** start of Extracted entries **

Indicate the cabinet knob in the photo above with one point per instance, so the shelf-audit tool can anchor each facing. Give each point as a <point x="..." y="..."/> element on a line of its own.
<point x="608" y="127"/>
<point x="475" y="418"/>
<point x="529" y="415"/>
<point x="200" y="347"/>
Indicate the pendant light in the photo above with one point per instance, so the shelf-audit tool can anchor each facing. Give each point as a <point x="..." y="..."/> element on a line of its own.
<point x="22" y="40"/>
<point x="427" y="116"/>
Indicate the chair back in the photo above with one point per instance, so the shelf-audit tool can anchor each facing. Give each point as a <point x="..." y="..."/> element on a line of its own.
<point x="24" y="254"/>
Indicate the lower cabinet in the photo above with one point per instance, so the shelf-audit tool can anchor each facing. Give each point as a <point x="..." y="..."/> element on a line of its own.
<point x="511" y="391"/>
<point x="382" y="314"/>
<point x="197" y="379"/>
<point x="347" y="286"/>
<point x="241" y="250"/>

** end of Extracted entries **

= To be done =
Rewrite the rows above, replacing "shelf-audit tool" with "layout-review tool" everywhere it occurs and leaving everything else unchanged.

= Problem solution =
Indicate the cabinet knob in the photo above with one point per instance, so the layout-review tool can anchor each facing. Give each point as a <point x="..." y="..."/> element on a line of its own.
<point x="608" y="127"/>
<point x="475" y="418"/>
<point x="529" y="415"/>
<point x="200" y="347"/>
Indicate the pendant light in the photo above with one point per instance, so the layout-review tool can anchor each facing. Give each point as a <point x="..." y="..."/> element on a line of its own.
<point x="22" y="40"/>
<point x="427" y="116"/>
Indicate the chair back in the photo above with one point per instance, so the layout-review tool can anchor each facing. Give each point as a <point x="..." y="..."/> element on a line of its own.
<point x="24" y="254"/>
Indicate the lower cabinet in the photo above with one point per instance, so the layout-review tool can anchor each facing. Give each point as a <point x="..." y="..."/> element on a line of its own.
<point x="511" y="391"/>
<point x="382" y="314"/>
<point x="197" y="379"/>
<point x="347" y="286"/>
<point x="241" y="250"/>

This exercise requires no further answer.